**Da svolgere**.
1. Riassumi in tre frasi il testo riportato sotto sul diritto contrattuale comunitario.
2. Per favore, prosegui il testo sul diritto contrattuale comunitario riportato sotto, partendo dal punto in cui si ferma.

**Testo riportato**.
▼

La maggior parte delle opinioni degli accademici espresse sostengono comunque che il perfezionamento della legislazione comunitaria non risolverà i problemi fondamentali legati al diritto contrattuale, o quanto meno costituirà una soluzione a breve termine. In ogni caso, lo sviluppo di un’idea per perfezionare il futuro processo di promulgazione delle leggi a livello comunitario è indicata come strategia a lungo termine.
Suggerimenti particolari riguardano la revisione delle definizioni e l’armonizzazione dei contenuti di varie direttive, compresi i termini di risoluzione dei contratti e le conseguenze giuridiche della risoluzione. Ulteriori suggerimenti riguardano la trasformazione delle direttive in regolamenti e lo sviluppo di un codice europeo dei consumatori che comprenda tutte le attuali direttive e, possibilmente, altri codici per quanto concerne il diritto dei pubblici appalti e il diritto di autorizzazione della proprietà intellettuale. I suggerimenti riguardano anche le lacune relative al passaggio di proprietà e al rischio per i beni del consumatore, stilando una lista nera di termini contrattuali proibiti e l’applicazione delle norme relative ai termini sleali anche ai termini non comuni e delle norme relative ai vantaggi dei consumatori ai servizi dei consumatori. Altri consigli includono sanzioni più severe per la violazione dei doveri di informazione e una maggiore protezione dei consumatori in caso di insolvenza da parte del fornitore.
4.4. Opzione IV
4.4.1. Reazioni dei governi
A differenza delle altre opzioni, le opinioni dei governi circa l’opzione IV non sono omogenee.

▲

**Dati forniti**.
▼

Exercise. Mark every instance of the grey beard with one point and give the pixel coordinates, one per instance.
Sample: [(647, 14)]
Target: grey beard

▲

**Risultati per compito**.
1. Secondo la maggior parte degli accademici, perfezionare la legislazione comunitaria non risolverà i problemi fondamentali del diritto contrattuale o sarà al più una soluzione a breve termine, mentre lo sviluppo di un'idea per perfezionare il futuro processo di promulgazione delle leggi comunitarie è indicato come strategia a lungo termine. Tra i suggerimenti figurano la revisione delle definizioni e l'armonizzazione delle direttive, la loro trasformazione in regolamenti, un codice europeo dei consumatori, sanzioni più severe per la violazione dei doveri di informazione e una maggiore protezione dei consumatori in caso di insolvenza del fornitore. A differenza di quanto avviene per le altre opzioni, le opinioni dei governi sull'opzione IV non sono omogenee.

2.
Il governo italiano è del parere che dovrebbe essere attuata l’armonizzazione orizzontale in particolari settori e cita come esempio il diritto contrattuale dei consumatori. Afferma che la legislazione dovrebbe comprendere norme obbligatorie e norme non obbligatorie e dovrebbe consentire la possibilità di scegliere un diverso diritto fondamentale. Il governo portoghese ritiene che l’opzione IV non sia un obiettivo realistico a breve termine, ma che può essere perseguito una volta attuata l’opzione II. Esso consiglia di portare avanti ed intensificare gli studi accademici in questo settore. L’opzione IV dovrebbe essere costituita da norme applicabili, salvo diversi accordi fra le parti contraenti. Dovrebbero esistere norme obbligatorie solo per casi speciali. Il governo portoghese ritiene che né una direttiva, né una raccomandazione siano strumenti adatti, in quanto entrambi comportano differenze nel diritto nazionale. I ministeri delle Finanze e degli Affari economici del Regno del Belgio sono favorevoli all’opzione IV. Il governo austriaco non si oppone esplicitamente all’opzione IV, ma mette in evidenza che sarà un lavoro lungo e difficile, e sottolinea che le istituzioni CE non dovrebbero essere contrarie a questa opzione. Esso suggerisce l’utilizzo di strumenti da applicare se le parti interessate sono concordi all’applicazione stessa. Analogamente, i Länder tedeschi considerano l’opzione IV lo strumento adeguato per il medio o lungo termine, a condizione che se ne dimostri la necessità, e sottolineano che l’attuale acquis comunitario dovrebbe essere completamente integrato, e che occorrerebbe garantire un elevato livello di protezione dei consumatori. Tuttavia ritengono che, al momento, la CE non disponga di una base giuridica per questo intervento, ma affermano che nel quadro della preparazione della prossima CIG, nel 2004, occorrerà esaminare la questione di questa specifica competenza. La questione della competenza della Comunità è sottolineata anche dal governo polacco, che tuttavia potrebbe considerare l’opzione IV come un’idea per il potenziale sviluppo del diritto europeo. Il governo austriaco mette in evidenzia la necessità di esaminare la questione della competenza.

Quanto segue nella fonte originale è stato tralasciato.